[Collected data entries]
========================================

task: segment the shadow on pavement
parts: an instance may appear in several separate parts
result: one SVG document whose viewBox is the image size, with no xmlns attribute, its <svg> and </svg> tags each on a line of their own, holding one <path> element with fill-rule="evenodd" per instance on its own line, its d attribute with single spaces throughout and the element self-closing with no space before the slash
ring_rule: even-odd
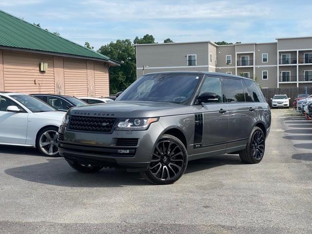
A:
<svg viewBox="0 0 312 234">
<path fill-rule="evenodd" d="M 294 125 L 289 125 L 288 127 L 291 128 L 312 128 L 312 124 L 295 124 Z"/>
<path fill-rule="evenodd" d="M 312 135 L 286 136 L 283 138 L 288 140 L 312 140 Z"/>
<path fill-rule="evenodd" d="M 292 156 L 292 158 L 297 160 L 312 161 L 312 153 L 296 154 Z"/>
<path fill-rule="evenodd" d="M 37 149 L 12 145 L 0 145 L 0 154 L 12 154 L 21 155 L 42 156 Z"/>
<path fill-rule="evenodd" d="M 312 124 L 312 121 L 307 121 L 306 119 L 302 119 L 302 121 L 288 121 L 285 122 L 287 124 Z"/>
<path fill-rule="evenodd" d="M 296 148 L 312 149 L 312 144 L 311 143 L 302 143 L 300 144 L 295 144 L 294 145 L 293 145 L 293 146 Z"/>
<path fill-rule="evenodd" d="M 294 134 L 312 134 L 312 129 L 290 129 L 285 132 Z"/>
<path fill-rule="evenodd" d="M 119 169 L 103 168 L 96 173 L 83 174 L 73 169 L 63 158 L 46 158 L 46 162 L 10 168 L 4 172 L 24 180 L 58 186 L 93 188 L 151 185 L 139 173 L 128 173 Z M 238 156 L 225 155 L 191 161 L 185 173 L 240 163 Z"/>
</svg>

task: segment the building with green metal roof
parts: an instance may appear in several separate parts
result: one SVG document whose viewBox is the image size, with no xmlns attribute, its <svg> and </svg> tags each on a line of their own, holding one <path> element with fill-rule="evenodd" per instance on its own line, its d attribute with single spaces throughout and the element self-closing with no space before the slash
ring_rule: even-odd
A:
<svg viewBox="0 0 312 234">
<path fill-rule="evenodd" d="M 0 91 L 109 95 L 107 56 L 0 10 Z"/>
</svg>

========================================

Can you write out the lines between the one holding "task: segment the building" and the end of the material, inclusive, with "green metal roof" changed to "red metal roof" and nothing else altered?

task: segment the building with red metal roof
parts: an instance may appear in several separate parts
result: one SVG document whose viewBox is the image size, with no xmlns attribute, its <svg> and </svg> tags each on a line of their own, holding one <path> element with fill-rule="evenodd" per instance on its own line, its d attribute with single spaces throughout and the element self-closing with no space before the slash
ring_rule: even-odd
A:
<svg viewBox="0 0 312 234">
<path fill-rule="evenodd" d="M 0 91 L 109 95 L 107 56 L 0 10 Z"/>
</svg>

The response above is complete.